RECORDS FOR THE TASK:
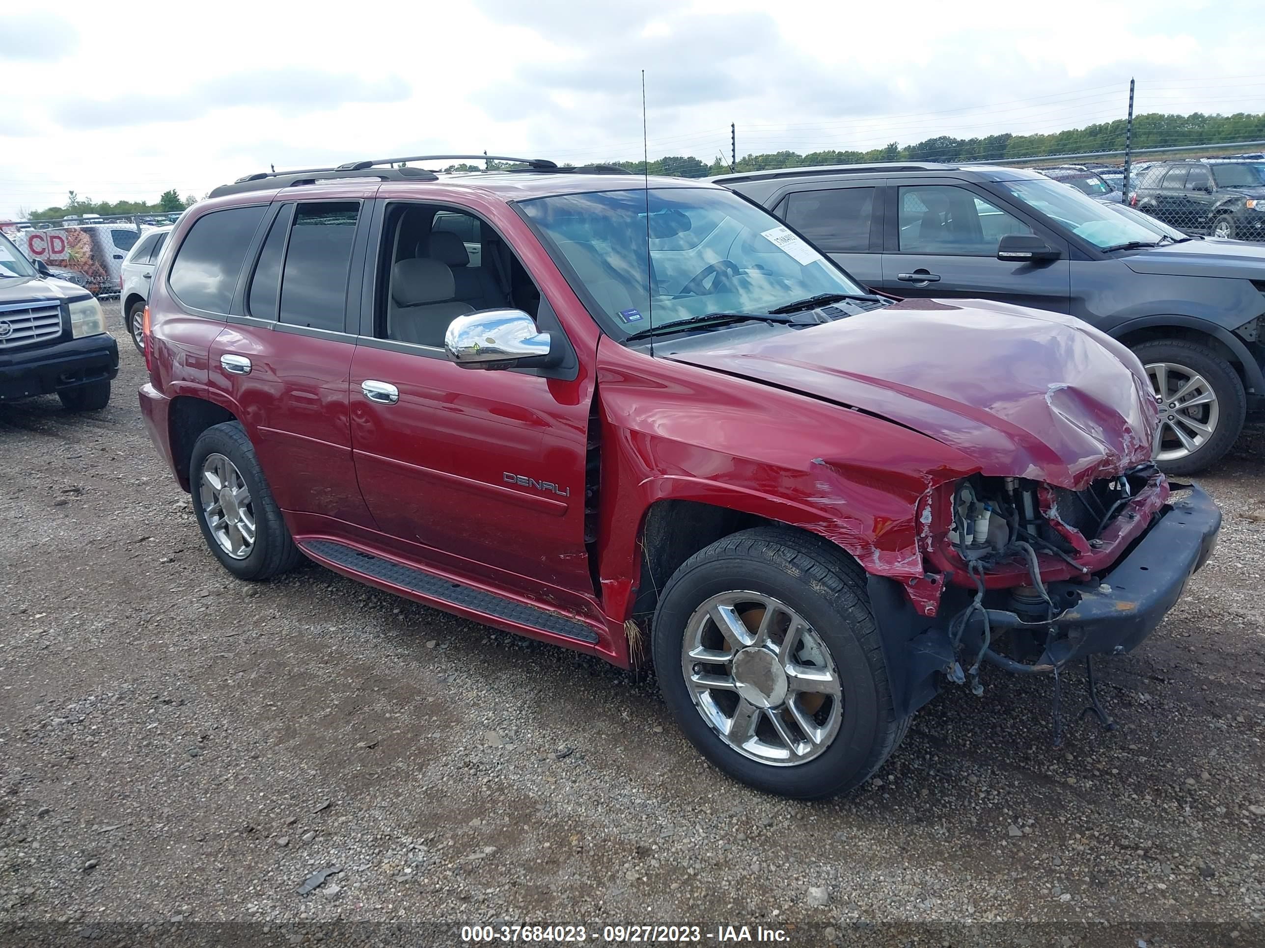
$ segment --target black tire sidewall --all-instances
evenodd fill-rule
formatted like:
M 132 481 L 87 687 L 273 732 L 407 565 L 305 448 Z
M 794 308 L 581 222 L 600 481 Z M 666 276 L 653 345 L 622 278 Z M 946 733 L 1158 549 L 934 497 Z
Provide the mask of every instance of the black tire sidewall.
M 1185 477 L 1216 464 L 1228 451 L 1243 428 L 1247 417 L 1247 393 L 1233 367 L 1207 346 L 1185 340 L 1159 339 L 1141 343 L 1133 354 L 1142 365 L 1156 362 L 1184 365 L 1208 379 L 1217 394 L 1217 431 L 1193 454 L 1173 461 L 1157 461 L 1165 474 Z M 1163 412 L 1163 408 L 1161 408 Z
M 263 471 L 256 460 L 254 451 L 249 447 L 243 447 L 237 439 L 223 430 L 229 423 L 235 422 L 209 427 L 194 442 L 194 450 L 188 460 L 190 501 L 194 506 L 194 517 L 197 520 L 197 528 L 202 531 L 202 538 L 206 541 L 207 549 L 215 555 L 215 559 L 238 579 L 258 579 L 267 570 L 269 545 L 283 542 L 285 537 L 277 536 L 276 525 L 272 523 L 272 520 L 264 512 L 262 498 L 267 490 L 267 484 L 263 480 Z M 243 560 L 235 560 L 220 549 L 219 542 L 211 535 L 206 514 L 202 511 L 199 485 L 202 477 L 202 464 L 211 454 L 223 454 L 233 461 L 242 473 L 242 479 L 250 488 L 252 506 L 256 513 L 256 536 L 250 554 Z
M 779 767 L 732 750 L 698 713 L 686 686 L 682 646 L 689 617 L 711 597 L 736 589 L 781 599 L 808 621 L 834 659 L 842 685 L 842 720 L 830 747 L 807 763 Z M 879 707 L 869 657 L 848 629 L 846 618 L 803 580 L 753 556 L 705 561 L 673 578 L 664 590 L 653 647 L 659 686 L 681 728 L 707 760 L 743 782 L 784 796 L 818 798 L 839 793 L 867 767 L 888 709 Z
M 144 312 L 145 312 L 145 301 L 140 300 L 139 302 L 132 305 L 132 308 L 128 311 L 128 315 L 124 319 L 124 321 L 128 324 L 128 339 L 132 340 L 132 345 L 135 346 L 138 353 L 143 353 L 145 348 L 143 345 L 137 345 L 137 334 L 135 329 L 133 327 L 133 324 L 137 320 L 143 319 Z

INSTRUCTION: Reproduce all of the material above word for word, omitting the picture.

REPLY:
$ segment --target black tire sidewall --all-instances
evenodd fill-rule
formatted like:
M 132 481 L 87 687 L 273 732 L 407 565 L 305 448 Z
M 794 308 L 581 222 L 600 481 Z M 666 276 L 653 345 L 622 278 Z M 946 733 L 1158 549 L 934 497 Z
Provide the mask of every instance of the black tire sidewall.
M 1185 477 L 1216 464 L 1228 451 L 1243 428 L 1247 417 L 1247 393 L 1233 367 L 1207 346 L 1185 340 L 1159 339 L 1141 343 L 1133 354 L 1142 365 L 1156 362 L 1184 365 L 1208 379 L 1217 394 L 1217 431 L 1193 454 L 1173 461 L 1157 461 L 1165 474 Z M 1163 412 L 1163 408 L 1161 408 Z
M 263 471 L 256 460 L 254 451 L 249 447 L 243 447 L 237 439 L 223 430 L 229 423 L 235 422 L 209 427 L 194 442 L 194 450 L 188 460 L 190 501 L 194 506 L 194 517 L 197 520 L 197 528 L 202 531 L 202 538 L 206 541 L 207 549 L 215 555 L 215 559 L 238 579 L 258 579 L 267 570 L 269 545 L 283 542 L 285 537 L 277 536 L 276 525 L 272 523 L 272 520 L 264 512 L 262 498 L 267 490 L 267 484 L 263 480 Z M 243 560 L 235 560 L 220 549 L 219 542 L 211 535 L 206 514 L 202 511 L 199 485 L 202 477 L 202 464 L 211 454 L 223 454 L 233 461 L 242 473 L 242 479 L 250 488 L 252 506 L 256 513 L 256 536 L 250 554 Z
M 779 767 L 732 750 L 698 713 L 686 686 L 682 646 L 689 617 L 711 597 L 736 589 L 781 599 L 808 621 L 834 659 L 842 685 L 842 720 L 830 747 L 807 763 Z M 879 707 L 869 657 L 848 629 L 846 618 L 803 580 L 753 556 L 705 561 L 673 578 L 664 590 L 653 647 L 659 686 L 681 728 L 707 760 L 743 782 L 784 796 L 818 798 L 839 793 L 867 767 L 888 709 Z
M 144 312 L 145 312 L 145 301 L 140 300 L 139 302 L 132 305 L 132 308 L 128 311 L 128 315 L 124 319 L 124 321 L 128 324 L 128 339 L 132 340 L 132 345 L 135 346 L 138 353 L 143 353 L 145 348 L 143 345 L 137 345 L 137 334 L 135 329 L 133 327 L 133 324 L 137 320 L 143 319 Z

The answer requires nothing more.